AUSGEWÄHLTER AUSZUG:
-------------------------

Labor

Das Experimentallabor des Fachgebietes Werkstoffmechanik

Bruchmechanikprobe getestet bei -100°C
Bruchmechanikprobe getestet bei -100°C

Seit über 30 Jahren wird im Experimentallabor des Fachgebietes Werkstoffmechanik geforscht, geprüft, gelehrt und ausgebildet.

Die Forschung wird vor allem auf den Gebieten

  • Zyklische Werkstoffdaten,
  • Ermüdungsfestigkeit metallischer Werkstoffe und Bauteile,
  • Schweißverbindungen, Bauteile und mechanische Verbindungsmittel unter ein- und mehrachsiger zyklischer und statischer Beanspruchung experimentell unterstützt.

Versuche werden beispielsweise an ultrahochfesten Stählen aus dem Bereich des Motorenbaus, an Schweißnähten moderner, höherfester Baustähle, an Betonstählen, an Glas, an plastischen Werkstoffen mit erheblicher Kriechtendenz (Bitumen), an Werkstoffen und Bauteilen unter niedrigen Temperaturen (bis -140°C) und unter erhöhten Temperaturen (bis +250°C) durchgeführt.

Die Vorlesungen des Fachgebietes Werkstoffmechanik werden durch Experimente unterstützt, wobei die graue Theorie mitunter plastisch sichtbar wird.

-------------------------

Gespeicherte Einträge
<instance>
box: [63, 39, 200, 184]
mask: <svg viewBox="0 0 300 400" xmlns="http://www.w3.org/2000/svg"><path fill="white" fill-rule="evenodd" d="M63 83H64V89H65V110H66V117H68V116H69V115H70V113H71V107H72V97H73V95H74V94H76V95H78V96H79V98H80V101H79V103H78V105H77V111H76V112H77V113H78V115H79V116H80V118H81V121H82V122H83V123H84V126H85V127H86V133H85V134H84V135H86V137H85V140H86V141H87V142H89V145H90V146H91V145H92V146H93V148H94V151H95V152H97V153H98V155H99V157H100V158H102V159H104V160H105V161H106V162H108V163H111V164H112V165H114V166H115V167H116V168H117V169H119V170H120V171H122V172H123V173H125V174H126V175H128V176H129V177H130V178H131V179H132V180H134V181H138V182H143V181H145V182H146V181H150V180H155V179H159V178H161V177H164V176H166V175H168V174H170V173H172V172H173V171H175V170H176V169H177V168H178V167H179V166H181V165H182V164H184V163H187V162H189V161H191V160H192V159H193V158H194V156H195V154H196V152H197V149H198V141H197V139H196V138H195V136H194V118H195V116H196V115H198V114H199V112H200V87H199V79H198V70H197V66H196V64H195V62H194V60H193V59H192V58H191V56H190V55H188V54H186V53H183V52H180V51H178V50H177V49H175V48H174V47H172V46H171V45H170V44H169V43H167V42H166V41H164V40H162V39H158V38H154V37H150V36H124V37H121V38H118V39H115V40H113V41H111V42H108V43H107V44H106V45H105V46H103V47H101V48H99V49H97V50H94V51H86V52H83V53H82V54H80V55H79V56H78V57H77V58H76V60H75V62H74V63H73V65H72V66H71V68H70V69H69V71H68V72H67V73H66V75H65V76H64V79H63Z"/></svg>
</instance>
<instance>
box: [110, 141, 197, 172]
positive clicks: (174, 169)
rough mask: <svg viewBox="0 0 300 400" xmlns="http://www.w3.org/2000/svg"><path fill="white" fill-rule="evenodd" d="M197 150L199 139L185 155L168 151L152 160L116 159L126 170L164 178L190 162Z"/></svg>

-------------------------

ARBEITSAUFTRAG:
Entnehmen Sie dem Text über das Experimentallabor der Werkstoffmechanik wortgetreu alles von „Seit über 30“ bis hinunter zu „Beanspruchung experimentell unterstützt.“.

LÖSUNG:
Seit über 30 Jahren wird im Experimentallabor des Fachgebietes Werkstoffmechanik geforscht, geprüft, gelehrt und ausgebildet.

Die Forschung wird vor allem auf den Gebieten

  • Zyklische Werkstoffdaten,
  • Ermüdungsfestigkeit metallischer Werkstoffe und Bauteile,
  • Schweißverbindungen, Bauteile und mechanische Verbindungsmittel unter ein- und mehrachsiger zyklischer und statischer Beanspruchung experimentell unterstützt.